* _Data to use_:
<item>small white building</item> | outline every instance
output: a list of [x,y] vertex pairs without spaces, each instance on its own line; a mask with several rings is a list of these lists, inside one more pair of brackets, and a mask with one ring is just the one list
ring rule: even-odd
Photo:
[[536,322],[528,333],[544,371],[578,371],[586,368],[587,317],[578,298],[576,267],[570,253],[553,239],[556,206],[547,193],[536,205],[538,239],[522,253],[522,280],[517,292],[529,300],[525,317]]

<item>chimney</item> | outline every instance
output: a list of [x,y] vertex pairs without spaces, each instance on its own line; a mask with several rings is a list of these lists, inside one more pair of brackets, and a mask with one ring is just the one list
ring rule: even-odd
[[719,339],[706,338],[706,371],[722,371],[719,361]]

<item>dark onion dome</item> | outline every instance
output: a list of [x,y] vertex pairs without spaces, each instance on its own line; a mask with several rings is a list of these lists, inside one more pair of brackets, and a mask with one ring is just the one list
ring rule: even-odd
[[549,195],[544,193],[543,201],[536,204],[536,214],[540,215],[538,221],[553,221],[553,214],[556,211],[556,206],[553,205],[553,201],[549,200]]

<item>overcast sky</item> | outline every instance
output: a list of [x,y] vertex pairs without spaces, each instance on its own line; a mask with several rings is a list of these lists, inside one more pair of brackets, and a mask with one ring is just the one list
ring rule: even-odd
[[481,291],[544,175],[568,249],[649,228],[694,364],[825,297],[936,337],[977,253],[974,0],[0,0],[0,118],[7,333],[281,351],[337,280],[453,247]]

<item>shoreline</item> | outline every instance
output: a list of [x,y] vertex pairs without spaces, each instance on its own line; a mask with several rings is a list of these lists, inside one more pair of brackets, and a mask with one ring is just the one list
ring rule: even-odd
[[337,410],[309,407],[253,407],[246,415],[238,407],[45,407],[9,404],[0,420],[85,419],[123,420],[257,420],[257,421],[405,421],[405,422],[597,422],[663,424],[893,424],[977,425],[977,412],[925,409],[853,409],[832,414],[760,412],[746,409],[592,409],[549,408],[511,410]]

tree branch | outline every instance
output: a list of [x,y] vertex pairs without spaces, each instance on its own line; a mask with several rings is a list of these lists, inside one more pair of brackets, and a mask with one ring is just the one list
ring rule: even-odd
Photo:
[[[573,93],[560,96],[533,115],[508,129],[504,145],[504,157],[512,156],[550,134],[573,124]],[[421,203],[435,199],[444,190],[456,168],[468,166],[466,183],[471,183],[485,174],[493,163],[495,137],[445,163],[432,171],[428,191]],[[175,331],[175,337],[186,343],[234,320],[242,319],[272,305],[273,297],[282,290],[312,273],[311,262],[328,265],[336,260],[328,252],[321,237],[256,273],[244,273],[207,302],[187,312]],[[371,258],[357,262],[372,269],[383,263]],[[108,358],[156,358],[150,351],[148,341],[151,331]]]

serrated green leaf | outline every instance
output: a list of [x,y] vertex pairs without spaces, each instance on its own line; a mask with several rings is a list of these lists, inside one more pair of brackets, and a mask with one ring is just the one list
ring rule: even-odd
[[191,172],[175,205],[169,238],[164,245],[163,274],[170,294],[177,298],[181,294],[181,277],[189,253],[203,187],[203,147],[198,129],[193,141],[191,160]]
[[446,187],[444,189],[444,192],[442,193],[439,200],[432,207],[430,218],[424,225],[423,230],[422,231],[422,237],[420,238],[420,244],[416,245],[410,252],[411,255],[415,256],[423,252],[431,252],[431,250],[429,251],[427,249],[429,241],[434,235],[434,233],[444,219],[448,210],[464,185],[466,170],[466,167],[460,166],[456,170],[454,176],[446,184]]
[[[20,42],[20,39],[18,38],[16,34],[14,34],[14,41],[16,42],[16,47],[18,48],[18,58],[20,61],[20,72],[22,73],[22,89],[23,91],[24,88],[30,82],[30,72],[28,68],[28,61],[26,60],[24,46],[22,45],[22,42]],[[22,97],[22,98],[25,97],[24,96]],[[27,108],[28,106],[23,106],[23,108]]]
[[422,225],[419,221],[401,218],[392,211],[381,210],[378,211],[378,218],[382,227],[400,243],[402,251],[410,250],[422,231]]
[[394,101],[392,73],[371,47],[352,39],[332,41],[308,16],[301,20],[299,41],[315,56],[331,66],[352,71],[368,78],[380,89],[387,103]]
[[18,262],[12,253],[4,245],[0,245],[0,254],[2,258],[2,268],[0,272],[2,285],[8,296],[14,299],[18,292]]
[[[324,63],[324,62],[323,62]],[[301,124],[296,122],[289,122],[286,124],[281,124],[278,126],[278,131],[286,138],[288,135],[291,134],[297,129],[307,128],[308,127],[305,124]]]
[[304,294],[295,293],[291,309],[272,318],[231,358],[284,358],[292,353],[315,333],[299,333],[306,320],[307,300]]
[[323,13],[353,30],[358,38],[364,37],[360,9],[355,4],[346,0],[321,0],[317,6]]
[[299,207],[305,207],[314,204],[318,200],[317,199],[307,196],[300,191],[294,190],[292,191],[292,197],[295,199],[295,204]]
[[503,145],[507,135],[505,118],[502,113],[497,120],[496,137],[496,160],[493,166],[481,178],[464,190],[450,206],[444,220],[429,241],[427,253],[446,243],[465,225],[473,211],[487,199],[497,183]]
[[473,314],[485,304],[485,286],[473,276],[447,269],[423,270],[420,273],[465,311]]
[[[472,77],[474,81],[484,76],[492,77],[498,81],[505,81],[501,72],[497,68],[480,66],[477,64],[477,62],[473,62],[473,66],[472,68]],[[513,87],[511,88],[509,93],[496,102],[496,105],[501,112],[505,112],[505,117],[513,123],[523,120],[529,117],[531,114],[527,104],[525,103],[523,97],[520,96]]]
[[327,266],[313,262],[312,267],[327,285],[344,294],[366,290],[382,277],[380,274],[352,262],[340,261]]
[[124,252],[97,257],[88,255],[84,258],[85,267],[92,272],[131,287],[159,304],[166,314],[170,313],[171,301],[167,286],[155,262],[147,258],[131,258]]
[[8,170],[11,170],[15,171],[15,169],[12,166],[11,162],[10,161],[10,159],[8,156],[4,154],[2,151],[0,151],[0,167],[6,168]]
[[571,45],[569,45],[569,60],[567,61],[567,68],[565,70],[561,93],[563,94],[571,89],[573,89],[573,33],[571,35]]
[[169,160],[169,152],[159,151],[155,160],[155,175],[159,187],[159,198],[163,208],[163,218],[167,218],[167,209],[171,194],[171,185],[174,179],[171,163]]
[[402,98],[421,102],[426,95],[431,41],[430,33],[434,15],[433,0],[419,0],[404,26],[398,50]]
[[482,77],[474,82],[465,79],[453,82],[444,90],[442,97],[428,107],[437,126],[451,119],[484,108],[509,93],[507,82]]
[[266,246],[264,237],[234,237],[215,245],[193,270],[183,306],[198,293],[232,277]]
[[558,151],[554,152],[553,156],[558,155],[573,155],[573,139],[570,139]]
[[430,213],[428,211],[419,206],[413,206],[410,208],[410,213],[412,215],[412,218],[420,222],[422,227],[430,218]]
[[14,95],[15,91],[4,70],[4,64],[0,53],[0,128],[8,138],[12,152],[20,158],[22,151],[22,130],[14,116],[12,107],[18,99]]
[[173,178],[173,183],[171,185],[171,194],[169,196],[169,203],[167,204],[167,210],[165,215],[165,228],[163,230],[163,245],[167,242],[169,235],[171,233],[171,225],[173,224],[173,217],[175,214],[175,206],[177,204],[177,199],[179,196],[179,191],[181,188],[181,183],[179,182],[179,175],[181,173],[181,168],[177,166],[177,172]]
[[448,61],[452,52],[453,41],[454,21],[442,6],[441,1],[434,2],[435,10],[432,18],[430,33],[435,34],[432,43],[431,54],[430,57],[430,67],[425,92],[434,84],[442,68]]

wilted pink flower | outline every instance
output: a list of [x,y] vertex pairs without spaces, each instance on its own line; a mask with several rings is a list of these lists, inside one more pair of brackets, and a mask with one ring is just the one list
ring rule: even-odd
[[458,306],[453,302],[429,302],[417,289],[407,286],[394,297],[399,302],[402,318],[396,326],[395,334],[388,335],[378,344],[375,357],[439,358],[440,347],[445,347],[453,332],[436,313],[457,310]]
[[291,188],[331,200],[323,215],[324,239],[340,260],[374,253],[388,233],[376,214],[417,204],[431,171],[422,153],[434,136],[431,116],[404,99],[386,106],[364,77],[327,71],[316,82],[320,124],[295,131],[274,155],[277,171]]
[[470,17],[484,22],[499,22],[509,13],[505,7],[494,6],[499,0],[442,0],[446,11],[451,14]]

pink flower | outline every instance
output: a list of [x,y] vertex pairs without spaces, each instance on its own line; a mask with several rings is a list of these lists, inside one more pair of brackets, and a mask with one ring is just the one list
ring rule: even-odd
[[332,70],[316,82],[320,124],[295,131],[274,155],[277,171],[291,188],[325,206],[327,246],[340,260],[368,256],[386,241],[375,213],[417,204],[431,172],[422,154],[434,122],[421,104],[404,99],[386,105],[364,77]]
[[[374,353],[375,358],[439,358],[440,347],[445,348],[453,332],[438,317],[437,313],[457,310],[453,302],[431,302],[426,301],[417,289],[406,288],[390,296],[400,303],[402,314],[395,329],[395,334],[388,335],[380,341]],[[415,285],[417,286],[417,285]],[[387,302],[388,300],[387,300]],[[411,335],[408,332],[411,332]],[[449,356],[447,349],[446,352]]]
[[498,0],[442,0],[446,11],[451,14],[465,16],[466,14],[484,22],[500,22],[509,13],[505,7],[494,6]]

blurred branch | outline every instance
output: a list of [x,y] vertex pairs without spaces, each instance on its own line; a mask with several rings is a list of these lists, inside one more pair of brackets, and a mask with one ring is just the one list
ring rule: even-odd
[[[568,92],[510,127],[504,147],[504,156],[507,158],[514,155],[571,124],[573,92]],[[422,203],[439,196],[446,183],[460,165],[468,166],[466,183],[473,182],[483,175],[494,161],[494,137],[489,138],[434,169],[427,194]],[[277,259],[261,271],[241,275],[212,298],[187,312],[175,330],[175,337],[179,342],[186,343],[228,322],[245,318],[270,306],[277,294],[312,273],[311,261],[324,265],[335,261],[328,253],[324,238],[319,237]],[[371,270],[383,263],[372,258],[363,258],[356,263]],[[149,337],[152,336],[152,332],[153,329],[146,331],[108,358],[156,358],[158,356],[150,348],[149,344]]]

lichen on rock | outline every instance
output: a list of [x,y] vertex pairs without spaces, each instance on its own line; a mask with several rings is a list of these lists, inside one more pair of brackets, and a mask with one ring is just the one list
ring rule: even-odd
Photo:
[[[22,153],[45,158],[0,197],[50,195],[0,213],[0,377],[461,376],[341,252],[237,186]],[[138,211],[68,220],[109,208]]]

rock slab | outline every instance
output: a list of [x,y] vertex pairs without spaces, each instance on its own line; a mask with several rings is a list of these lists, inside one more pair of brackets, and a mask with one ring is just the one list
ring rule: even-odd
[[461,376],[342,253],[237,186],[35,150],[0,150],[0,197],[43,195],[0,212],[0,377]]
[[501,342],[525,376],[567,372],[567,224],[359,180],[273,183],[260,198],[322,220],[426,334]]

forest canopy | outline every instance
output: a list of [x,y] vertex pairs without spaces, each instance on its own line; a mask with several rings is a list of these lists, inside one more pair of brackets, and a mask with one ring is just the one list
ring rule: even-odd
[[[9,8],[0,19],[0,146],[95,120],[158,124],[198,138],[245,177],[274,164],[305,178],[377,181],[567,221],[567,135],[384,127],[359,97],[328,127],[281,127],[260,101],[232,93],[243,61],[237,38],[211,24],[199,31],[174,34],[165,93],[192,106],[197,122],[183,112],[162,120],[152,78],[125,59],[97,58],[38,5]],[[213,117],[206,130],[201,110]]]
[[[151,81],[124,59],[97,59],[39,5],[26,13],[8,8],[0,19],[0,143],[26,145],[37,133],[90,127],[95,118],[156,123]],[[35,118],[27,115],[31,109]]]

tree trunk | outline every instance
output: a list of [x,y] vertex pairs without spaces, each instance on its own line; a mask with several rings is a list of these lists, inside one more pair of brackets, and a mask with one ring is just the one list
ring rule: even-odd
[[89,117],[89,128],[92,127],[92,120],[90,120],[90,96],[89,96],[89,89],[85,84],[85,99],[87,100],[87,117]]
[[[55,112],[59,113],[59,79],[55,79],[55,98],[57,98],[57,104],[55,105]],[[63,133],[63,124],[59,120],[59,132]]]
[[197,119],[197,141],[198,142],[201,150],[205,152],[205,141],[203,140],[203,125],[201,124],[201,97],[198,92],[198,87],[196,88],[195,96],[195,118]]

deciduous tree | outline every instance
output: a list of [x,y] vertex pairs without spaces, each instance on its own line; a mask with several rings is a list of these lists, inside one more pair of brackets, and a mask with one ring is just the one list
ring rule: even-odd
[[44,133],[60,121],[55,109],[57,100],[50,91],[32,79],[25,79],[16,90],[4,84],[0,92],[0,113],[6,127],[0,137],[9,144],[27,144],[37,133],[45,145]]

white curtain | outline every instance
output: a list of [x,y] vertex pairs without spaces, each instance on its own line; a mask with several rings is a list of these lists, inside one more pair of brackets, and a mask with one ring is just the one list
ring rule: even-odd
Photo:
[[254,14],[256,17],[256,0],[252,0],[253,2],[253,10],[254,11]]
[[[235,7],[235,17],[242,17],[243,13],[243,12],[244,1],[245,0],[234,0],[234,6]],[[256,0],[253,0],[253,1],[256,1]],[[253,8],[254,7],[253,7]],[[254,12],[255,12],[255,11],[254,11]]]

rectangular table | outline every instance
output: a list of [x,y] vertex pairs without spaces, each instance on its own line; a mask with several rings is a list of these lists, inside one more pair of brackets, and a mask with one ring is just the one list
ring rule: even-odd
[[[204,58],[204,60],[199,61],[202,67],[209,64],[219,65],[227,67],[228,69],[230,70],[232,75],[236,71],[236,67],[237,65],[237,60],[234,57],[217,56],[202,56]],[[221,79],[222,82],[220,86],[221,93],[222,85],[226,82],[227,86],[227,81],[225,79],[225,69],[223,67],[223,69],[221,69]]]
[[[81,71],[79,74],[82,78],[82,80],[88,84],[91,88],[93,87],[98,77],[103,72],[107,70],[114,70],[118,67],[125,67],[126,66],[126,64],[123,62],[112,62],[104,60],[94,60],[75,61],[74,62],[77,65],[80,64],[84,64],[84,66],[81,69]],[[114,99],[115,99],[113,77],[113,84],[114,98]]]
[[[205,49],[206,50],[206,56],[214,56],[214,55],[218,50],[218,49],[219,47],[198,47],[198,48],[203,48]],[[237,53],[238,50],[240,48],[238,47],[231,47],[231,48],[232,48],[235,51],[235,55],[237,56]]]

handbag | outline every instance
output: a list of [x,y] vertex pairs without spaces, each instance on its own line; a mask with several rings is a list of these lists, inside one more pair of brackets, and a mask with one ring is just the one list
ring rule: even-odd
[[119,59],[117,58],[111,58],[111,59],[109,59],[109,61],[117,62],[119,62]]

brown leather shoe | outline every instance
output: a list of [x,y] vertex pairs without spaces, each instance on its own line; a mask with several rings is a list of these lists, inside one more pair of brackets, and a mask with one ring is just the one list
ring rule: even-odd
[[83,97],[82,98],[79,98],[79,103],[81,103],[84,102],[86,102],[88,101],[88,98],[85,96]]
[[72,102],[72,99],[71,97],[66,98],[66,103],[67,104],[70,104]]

* _Exercise prompt_:
How many lines of the records above contain the string "tree"? Reply with the number only.

* _Solution below_:
3